Requirement A ▸ From the DSL Prime article on SBC's spending gap, extract the passage from "Deutsche Telecom similarly" up to and including "experience to share.".
Requirement B ▸ Write what comes next in the DSL Prime article on SBC's spending gap, picking up after its final sentence.

Page extract ▸
= = = =
DSL Prime: A $29 Billion Spending Gap

SBC has finally revealed in public a policy that many had privately suspected.

by Dave Burstein
of DSL Prime and Future of TV
[November 30, 2004]
Email a colleague

"The difficult we do immediately. The impossible takes a little longer."
Seabees slogan

SBC has committed to delivering the impossible. The SBC staff believe they can do it. Even if they partially fail, they'll be able to look back three years from now and know they were pioneers, squeezing more video into less bandwidth than ever before. The engineering team deserves respect.

But Wall Street believes SBC is underinvesting in the fight against cable, with Verizon and SBC an improbable $29 billion apart. Beyond the business issues, a more important question is should SBC's third of the U.S. accept a second rate Internet service. Even complete success of Project Lightspeed yields a primary Internet provider offering an unreliable 6 Mbps down, 1 Mbps up. SBC in 2010 will be offering slower speeds than France and Japan in 2005.

Deutsche Telecom similarly is not delivering for Germany. Next DSL Prime will have an open letter, Dear Mike and Matthias, urging them to do better for the people they serve.

Say hello to Mickey Mouse when the DSL Forum meets in Orlando December 6-9. The public session features Dr. Sachio Semmoto, President of the extraordinary but little known eAccess, a Japanese carrier ("ii" means "good" in Japanese) with over a million lines of DSL, followed by speakers from Telemar and Telefonica Brazil as well as Sergio Galban of Telecom Argentina. David Greggains chairs a panel that will review the industry's past and future with Forum presidents Hans Erhard Reiter, Bill Rodey, and Tom Starr. Greggains, Rodey, and Starr were on the first Forum steering committee back in 1994; Reiter joined the next year. No one has more experience to share.

SBC to 17 million: Drop Dead!
Extreme digital divide in Lightspeed
In an unusually frank powerpoint, SBC's Project Lightspeed, to quote slide 3, is a "Targeted deployment to 18 million households in 3 years to cover nearly 90 percent of high-value residential customers." Slide 14 makes clear how sharp is the targeting; 90 percent of high-value, 70 percent of medium-value, and only 5 percent of low-value. Cherry-picking is common, but rarely public in such a dramatic fashion.
= = = =
Bounding box annotation entries ▸
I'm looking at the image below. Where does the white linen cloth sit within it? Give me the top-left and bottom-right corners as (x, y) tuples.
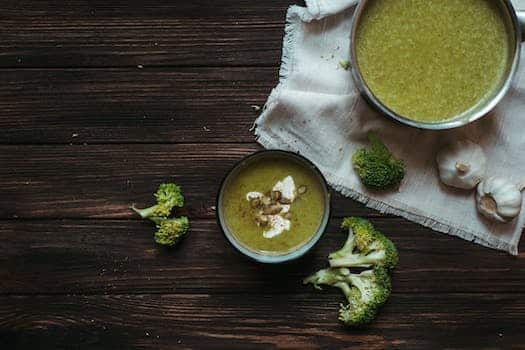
(255, 0), (525, 255)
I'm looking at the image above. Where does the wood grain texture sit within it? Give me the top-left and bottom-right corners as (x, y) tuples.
(0, 218), (525, 296)
(0, 0), (525, 350)
(0, 0), (294, 67)
(0, 67), (278, 144)
(0, 143), (378, 219)
(0, 290), (525, 350)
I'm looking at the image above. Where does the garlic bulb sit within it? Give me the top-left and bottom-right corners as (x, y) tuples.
(476, 177), (522, 222)
(436, 140), (486, 190)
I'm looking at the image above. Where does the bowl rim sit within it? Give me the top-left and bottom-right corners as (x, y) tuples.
(215, 149), (332, 264)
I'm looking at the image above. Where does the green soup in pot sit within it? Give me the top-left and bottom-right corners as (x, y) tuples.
(355, 0), (512, 122)
(219, 156), (325, 255)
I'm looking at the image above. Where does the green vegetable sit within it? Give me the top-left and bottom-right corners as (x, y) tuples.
(352, 132), (405, 190)
(151, 216), (190, 247)
(131, 183), (190, 247)
(132, 183), (184, 219)
(303, 266), (391, 326)
(339, 60), (352, 70)
(328, 217), (399, 269)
= = = =
Task output A ▸
Deutsche Telecom similarly is not delivering for Germany. Next DSL Prime will have an open letter, Dear Mike and Matthias, urging them to do better for the people they serve.

Say hello to Mickey Mouse when the DSL Forum meets in Orlando December 6-9. The public session features Dr. Sachio Semmoto, President of the extraordinary but little known eAccess, a Japanese carrier ("ii" means "good" in Japanese) with over a million lines of DSL, followed by speakers from Telemar and Telefonica Brazil as well as Sergio Galban of Telecom Argentina. David Greggains chairs a panel that will review the industry's past and future with Forum presidents Hans Erhard Reiter, Bill Rodey, and Tom Starr. Greggains, Rodey, and Starr were on the first Forum steering committee back in 1994; Reiter joined the next year. No one has more experience to share.

Task output B ▸
SBC criteria for high and low aren't clear, but presumably are similar to Bellsouth's careful work. Income is a major factor, but is adjusted for education, family size (people buy broadband if they have kids in school), age (older folks don't go online as much, at least so far), language spoken, and similar. The correlation with race is presumably high, but well to do black neighborhoods will receive service.

Blair Levin of Legg Mason contrasts Verizon policy, which will offer to build out nearly an entire local market. Verizon should have a much easier time getting local video franchises, which Levin believes are required by the Telecom Act. SBC apparently intends to change or avoid the requirement, which on the language of the law would require them to share their video network.

If Lightspeed proves successful, SBC would be well advised to continue the build beyond 50 percent for business as well as political reasons. Many costs, including the all important subscriber acquisition, will be lower as more homes are served. The video backbone, OSS, sales training, and engineering costs will be proportionately less. While the number of boxes per subscriber acquired will go up, other expenses will be less, especially as equipment prices drop by 2008-2009.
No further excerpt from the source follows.